** start of Page excerpt **

Grapevines were already being cultivated more than 2000 years ago in this climatically favoured region south of Vienna. Roman legionnaires stationed in Carnuntum and Vindobona introduced vines from their homeland and brought the technical expertise of wine production to Pannonia. The name Thermenregion refers to the sulphurous hot springs of Aquae (Baden). In the Middle Ages, viticulture experienced a veritable heyday here under the guidance of the Cistercian monks. The arrangement of the vineyards clearly shows the influence of their Burgundian mother-monastery Citeaux, as does the character of the villages themselves.

Cistercian winegrowing experts immediately recognised the value of this extraordinary terroir. The vines benefit here from the Pannonian climate with hot summers and dry autumns as well as the1800 annual hours of sunshine. Constant air currents enable the grapes to dry quickly after dew or rainfall in autumn.

Loamy soils of finely grained deposits predominate. A high coarse fraction is common, stemming from solidified or loose gravel and sands with high limestone content and substantial remains of shells, snails and other marine life. Rubble-laden hillside deposits help in matters of drainage and warming. In the Steinfeld, barren gravel soils provide excellent conditions for growing red wines.

Householder’s rights go to the regionally typical – otherwise seldom encountered – white grape varieties Zierfandler (Spätrot) and Rotgipfler, often monovarietal wines, but also very happily married as a cuvée, the legendary Spätrot-Rotgipfler. Traditional varieties also include the Blauer Portugieser (formerly called Vöslauer) or Neuburger, as well as modern wines from the Pinot family, Sankt Laurent, and Zweigelt, but also Merlot and Cabernet Sauvignon.

** end of Page excerpt **
** start of Listed entries **

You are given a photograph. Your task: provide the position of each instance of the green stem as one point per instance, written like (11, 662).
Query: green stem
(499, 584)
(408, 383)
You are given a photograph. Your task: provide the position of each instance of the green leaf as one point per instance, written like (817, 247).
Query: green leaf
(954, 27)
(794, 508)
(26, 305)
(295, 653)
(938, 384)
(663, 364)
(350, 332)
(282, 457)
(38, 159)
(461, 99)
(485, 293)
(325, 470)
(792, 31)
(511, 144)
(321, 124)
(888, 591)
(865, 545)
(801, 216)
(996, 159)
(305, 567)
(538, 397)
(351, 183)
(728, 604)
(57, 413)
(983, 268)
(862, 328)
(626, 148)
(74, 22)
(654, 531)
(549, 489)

** end of Listed entries **

• _To be done_:
1. Reproduce word for word the stretch of the Thermenregion wine text from "Cistercian winegrowing experts" through "rainfall in autumn.".
2. Write the next part of the text on Thermenregion winegrowing, picking up after its final sentence.

• _Answer set_:
1.
Cistercian winegrowing experts immediately recognised the value of this extraordinary terroir. The vines benefit here from the Pannonian climate with hot summers and dry autumns as well as the1800 annual hours of sunshine. Constant air currents enable the grapes to dry quickly after dew or rainfall in autumn.

2.
Centres of red wine production are Bad Vöslau, Sooss, Tattendorf and Teesdorf, while classic white wines are vinified in Perchtoldsdorf, Gumpoldskirchen, Pfaffstätten, Baden, Guntramsdorf and Traiskirchen.

Nature and culture collaborate to enable a varied and rich leisure and recreation program: from a visit to Freigut Thallern – belonging to the Cistercian Abbey Heiligenkreuz, one of the oldest wine estates in Austria – to the cultural centre and spa-town Baden with theatre, operetta and wellness. Excursions along the wine trail invite visitors to the region’s many cosy wine taverns or hikes through the vineyards along the Vienna Spring Water Main.

GEOLOGY

The winegrowing region Thermenregion extends on the eastern edge of the Limestone Alps to the Vienna Basin. However, only a small part of the vineyards lies directly on solid limestone and dolomite rock or on the sandstones and conglomerates of the Gosau Group. Most of the vines are planted upon deposits from the primordial sea and Lake Pannon in the Vienna Basin or on alluvial gravel from the glacial periods in the Steinfeld plain.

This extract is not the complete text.